▶ [STATED EXERCISE]: In the material below, repeat only the lines from the one that holds "Where can the white plastic" through the final line, exactly as they stand.

▶ [GIVEN DATA]:
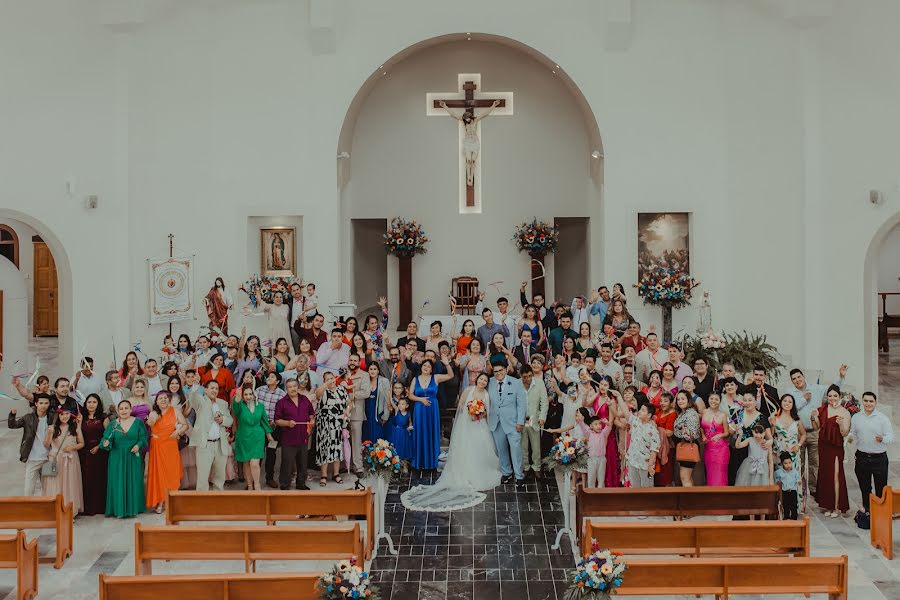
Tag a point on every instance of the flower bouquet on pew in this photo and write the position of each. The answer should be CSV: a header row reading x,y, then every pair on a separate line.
x,y
381,460
566,454
597,576
347,580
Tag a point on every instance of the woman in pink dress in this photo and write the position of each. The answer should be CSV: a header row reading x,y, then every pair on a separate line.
x,y
716,452
604,406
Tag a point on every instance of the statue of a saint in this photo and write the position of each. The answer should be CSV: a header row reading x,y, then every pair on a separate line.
x,y
471,143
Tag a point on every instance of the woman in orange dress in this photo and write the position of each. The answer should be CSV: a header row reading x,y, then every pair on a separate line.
x,y
215,370
164,469
665,421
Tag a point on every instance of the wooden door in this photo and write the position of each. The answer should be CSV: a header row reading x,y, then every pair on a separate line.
x,y
46,292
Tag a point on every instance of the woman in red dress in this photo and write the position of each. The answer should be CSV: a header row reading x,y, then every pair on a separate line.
x,y
215,370
665,421
833,423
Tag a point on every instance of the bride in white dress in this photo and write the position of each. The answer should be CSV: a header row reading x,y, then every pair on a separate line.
x,y
472,464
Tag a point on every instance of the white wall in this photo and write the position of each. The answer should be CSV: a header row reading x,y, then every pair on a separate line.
x,y
534,164
211,112
15,324
889,269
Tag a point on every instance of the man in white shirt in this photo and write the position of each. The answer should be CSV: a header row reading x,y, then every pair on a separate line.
x,y
650,359
872,431
607,366
86,381
333,356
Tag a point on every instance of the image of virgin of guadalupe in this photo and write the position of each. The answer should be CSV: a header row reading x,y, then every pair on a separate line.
x,y
278,260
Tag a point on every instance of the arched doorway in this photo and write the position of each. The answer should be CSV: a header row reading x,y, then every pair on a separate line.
x,y
393,160
42,252
884,250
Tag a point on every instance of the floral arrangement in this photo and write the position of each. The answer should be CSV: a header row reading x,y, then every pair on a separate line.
x,y
596,576
267,288
405,238
712,341
850,402
567,453
381,459
666,286
536,238
347,580
477,409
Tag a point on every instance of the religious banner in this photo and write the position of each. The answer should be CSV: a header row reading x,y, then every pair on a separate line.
x,y
663,242
171,289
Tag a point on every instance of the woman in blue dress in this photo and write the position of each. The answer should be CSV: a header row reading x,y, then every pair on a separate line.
x,y
398,430
378,406
426,416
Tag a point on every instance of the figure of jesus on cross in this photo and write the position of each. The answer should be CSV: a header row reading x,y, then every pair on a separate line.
x,y
471,143
468,99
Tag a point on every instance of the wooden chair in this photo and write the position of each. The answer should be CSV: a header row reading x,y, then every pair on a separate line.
x,y
675,502
881,517
465,290
724,576
274,506
41,512
18,553
700,538
271,586
250,544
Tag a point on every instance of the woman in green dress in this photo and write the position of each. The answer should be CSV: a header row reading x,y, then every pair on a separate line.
x,y
252,425
124,439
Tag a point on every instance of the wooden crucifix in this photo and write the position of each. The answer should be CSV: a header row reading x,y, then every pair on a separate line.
x,y
468,99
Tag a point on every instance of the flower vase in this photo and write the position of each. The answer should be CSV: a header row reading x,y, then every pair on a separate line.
x,y
537,273
667,323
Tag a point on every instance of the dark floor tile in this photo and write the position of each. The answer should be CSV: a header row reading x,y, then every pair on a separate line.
x,y
513,590
459,590
405,590
541,590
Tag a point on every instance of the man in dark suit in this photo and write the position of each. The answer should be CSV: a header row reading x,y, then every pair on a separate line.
x,y
766,395
294,302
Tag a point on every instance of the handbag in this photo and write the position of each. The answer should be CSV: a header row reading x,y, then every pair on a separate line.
x,y
51,468
687,452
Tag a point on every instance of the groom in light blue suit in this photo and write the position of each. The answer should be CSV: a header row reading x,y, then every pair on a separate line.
x,y
506,420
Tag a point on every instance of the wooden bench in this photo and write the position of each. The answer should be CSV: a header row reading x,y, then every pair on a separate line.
x,y
41,512
271,586
724,576
18,553
275,506
700,538
675,502
881,515
250,544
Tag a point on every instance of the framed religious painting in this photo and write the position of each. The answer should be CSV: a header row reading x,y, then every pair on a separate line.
x,y
278,251
663,240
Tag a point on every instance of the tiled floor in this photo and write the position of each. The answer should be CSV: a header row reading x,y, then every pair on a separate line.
x,y
497,550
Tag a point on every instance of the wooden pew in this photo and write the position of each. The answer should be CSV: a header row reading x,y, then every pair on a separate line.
x,y
41,512
18,553
881,515
274,506
675,502
700,538
250,544
271,586
724,576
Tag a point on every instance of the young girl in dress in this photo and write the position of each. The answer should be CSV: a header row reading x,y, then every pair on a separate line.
x,y
64,441
757,468
400,428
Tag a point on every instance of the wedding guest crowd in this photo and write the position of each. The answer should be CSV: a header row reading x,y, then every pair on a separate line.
x,y
304,395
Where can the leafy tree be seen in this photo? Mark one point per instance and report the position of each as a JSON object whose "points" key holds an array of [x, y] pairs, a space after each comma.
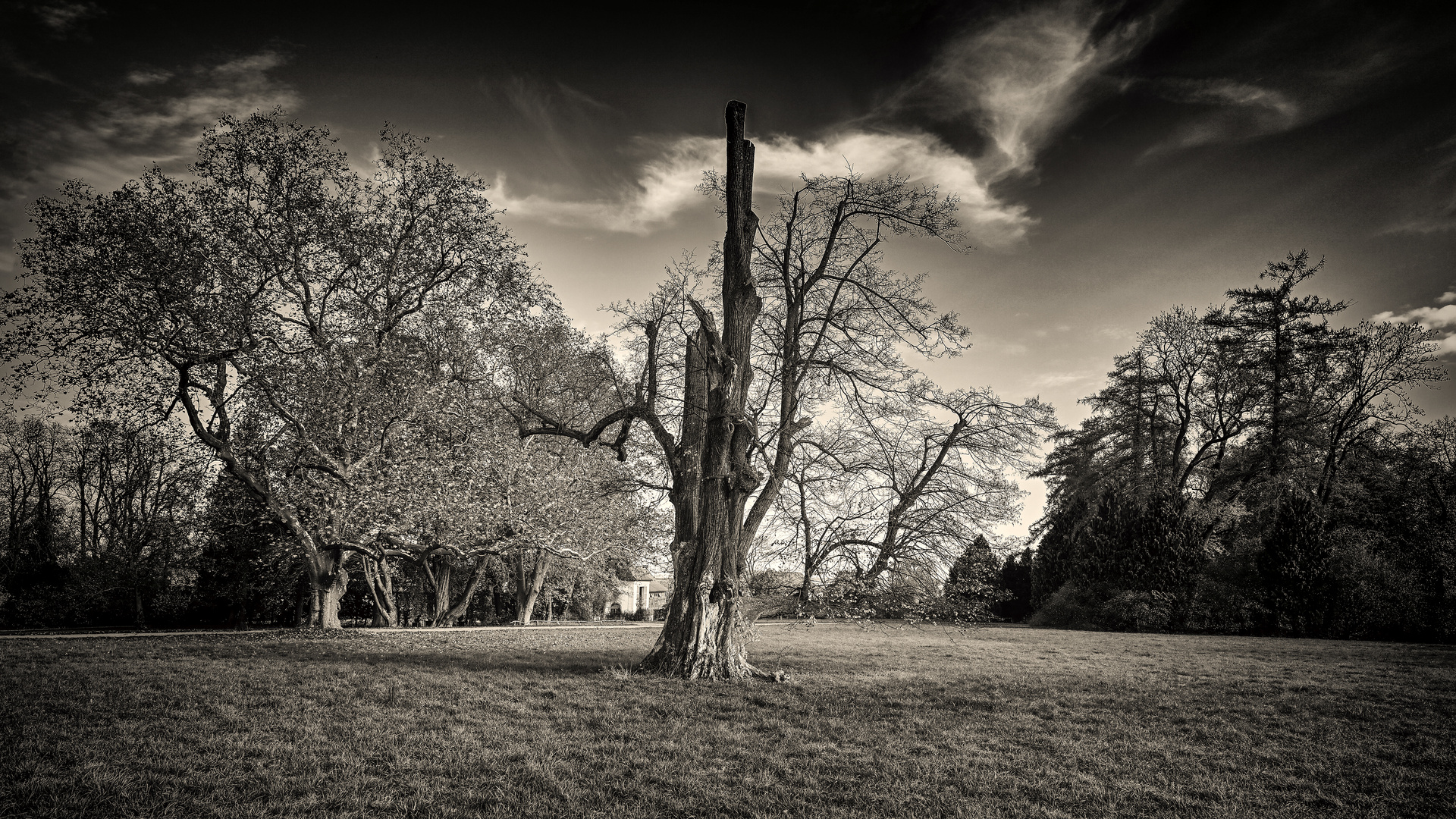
{"points": [[38, 537], [842, 319], [137, 503], [1015, 579], [1276, 335], [1294, 561], [274, 281], [246, 564]]}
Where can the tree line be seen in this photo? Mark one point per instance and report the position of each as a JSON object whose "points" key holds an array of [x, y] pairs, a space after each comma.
{"points": [[1254, 469], [389, 394]]}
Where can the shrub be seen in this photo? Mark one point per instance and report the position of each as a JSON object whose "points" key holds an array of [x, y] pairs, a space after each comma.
{"points": [[1225, 608], [1069, 607], [1138, 611]]}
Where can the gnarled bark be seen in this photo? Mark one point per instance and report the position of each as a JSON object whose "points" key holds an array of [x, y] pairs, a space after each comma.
{"points": [[704, 634]]}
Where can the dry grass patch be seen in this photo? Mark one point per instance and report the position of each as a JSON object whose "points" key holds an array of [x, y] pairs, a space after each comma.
{"points": [[998, 722]]}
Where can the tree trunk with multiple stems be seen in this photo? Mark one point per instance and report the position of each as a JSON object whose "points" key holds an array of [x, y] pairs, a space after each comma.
{"points": [[705, 620]]}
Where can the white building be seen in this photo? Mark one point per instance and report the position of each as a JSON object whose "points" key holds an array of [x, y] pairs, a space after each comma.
{"points": [[634, 594]]}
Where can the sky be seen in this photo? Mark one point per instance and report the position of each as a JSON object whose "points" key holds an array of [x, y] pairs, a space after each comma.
{"points": [[1111, 159]]}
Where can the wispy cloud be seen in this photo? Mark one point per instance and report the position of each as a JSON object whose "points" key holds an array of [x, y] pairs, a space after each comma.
{"points": [[1238, 112], [1261, 98], [155, 117], [1432, 207], [1440, 319], [1017, 80], [1024, 77], [1066, 379]]}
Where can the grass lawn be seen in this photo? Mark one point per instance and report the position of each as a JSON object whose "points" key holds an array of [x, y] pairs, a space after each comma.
{"points": [[881, 722]]}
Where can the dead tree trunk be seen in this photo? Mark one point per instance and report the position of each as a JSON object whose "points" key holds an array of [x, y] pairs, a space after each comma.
{"points": [[704, 634]]}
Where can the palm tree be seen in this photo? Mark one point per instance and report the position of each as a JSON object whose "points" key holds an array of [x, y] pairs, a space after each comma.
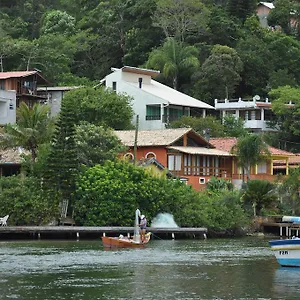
{"points": [[172, 59], [33, 127], [250, 150]]}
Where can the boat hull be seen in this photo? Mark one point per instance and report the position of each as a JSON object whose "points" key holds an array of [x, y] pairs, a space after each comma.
{"points": [[116, 242], [287, 252]]}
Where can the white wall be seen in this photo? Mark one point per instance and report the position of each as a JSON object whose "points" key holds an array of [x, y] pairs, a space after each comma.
{"points": [[140, 97], [7, 107]]}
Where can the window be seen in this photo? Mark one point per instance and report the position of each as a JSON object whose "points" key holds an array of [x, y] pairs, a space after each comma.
{"points": [[129, 156], [153, 112], [174, 162], [150, 155], [262, 168]]}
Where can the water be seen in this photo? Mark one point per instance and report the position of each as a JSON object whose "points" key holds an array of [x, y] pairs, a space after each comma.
{"points": [[166, 269]]}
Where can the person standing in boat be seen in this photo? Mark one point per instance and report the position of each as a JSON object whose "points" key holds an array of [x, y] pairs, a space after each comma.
{"points": [[143, 227]]}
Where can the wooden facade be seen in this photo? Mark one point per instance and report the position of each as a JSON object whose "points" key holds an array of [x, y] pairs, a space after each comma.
{"points": [[25, 84], [190, 157]]}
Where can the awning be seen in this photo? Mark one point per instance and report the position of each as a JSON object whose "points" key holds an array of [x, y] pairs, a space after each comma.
{"points": [[200, 150]]}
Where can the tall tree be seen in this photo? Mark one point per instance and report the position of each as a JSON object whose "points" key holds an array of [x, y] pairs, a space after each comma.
{"points": [[172, 59], [96, 144], [221, 70], [181, 19], [62, 160], [32, 129], [241, 9], [102, 107], [286, 105]]}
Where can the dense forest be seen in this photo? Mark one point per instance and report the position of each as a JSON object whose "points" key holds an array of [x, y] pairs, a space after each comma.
{"points": [[209, 49]]}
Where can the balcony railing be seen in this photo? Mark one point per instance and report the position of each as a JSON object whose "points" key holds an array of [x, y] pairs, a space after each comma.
{"points": [[202, 171], [152, 118]]}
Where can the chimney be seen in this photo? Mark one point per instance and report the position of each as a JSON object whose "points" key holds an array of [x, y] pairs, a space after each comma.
{"points": [[140, 82]]}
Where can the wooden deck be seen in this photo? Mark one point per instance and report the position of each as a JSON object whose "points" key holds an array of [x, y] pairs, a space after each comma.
{"points": [[90, 231]]}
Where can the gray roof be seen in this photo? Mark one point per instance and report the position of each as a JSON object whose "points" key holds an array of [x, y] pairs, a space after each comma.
{"points": [[151, 137]]}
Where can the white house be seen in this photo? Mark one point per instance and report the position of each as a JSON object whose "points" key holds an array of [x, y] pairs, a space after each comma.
{"points": [[256, 113], [156, 104], [54, 96], [7, 107]]}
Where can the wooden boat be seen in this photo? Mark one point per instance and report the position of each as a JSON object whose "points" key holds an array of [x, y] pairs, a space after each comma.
{"points": [[124, 242], [287, 252]]}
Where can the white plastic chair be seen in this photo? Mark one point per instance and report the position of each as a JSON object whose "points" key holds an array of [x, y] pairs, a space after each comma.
{"points": [[3, 221]]}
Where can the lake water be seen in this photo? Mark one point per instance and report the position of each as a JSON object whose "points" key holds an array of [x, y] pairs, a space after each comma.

▶ [RESULT OF THE EXERCISE]:
Where can the white plastic chair be seen in this photo? Mark one point per instance and report the position of each as a JSON object whose "points" key holds an array of [x, y] pairs, a space after each comma.
{"points": [[3, 221]]}
Where can the lake water be seen in this photo? Mark one point per instance and report the position of each as a JSON object whose "points" key holds an array of [x, y] pairs, a space after each comma.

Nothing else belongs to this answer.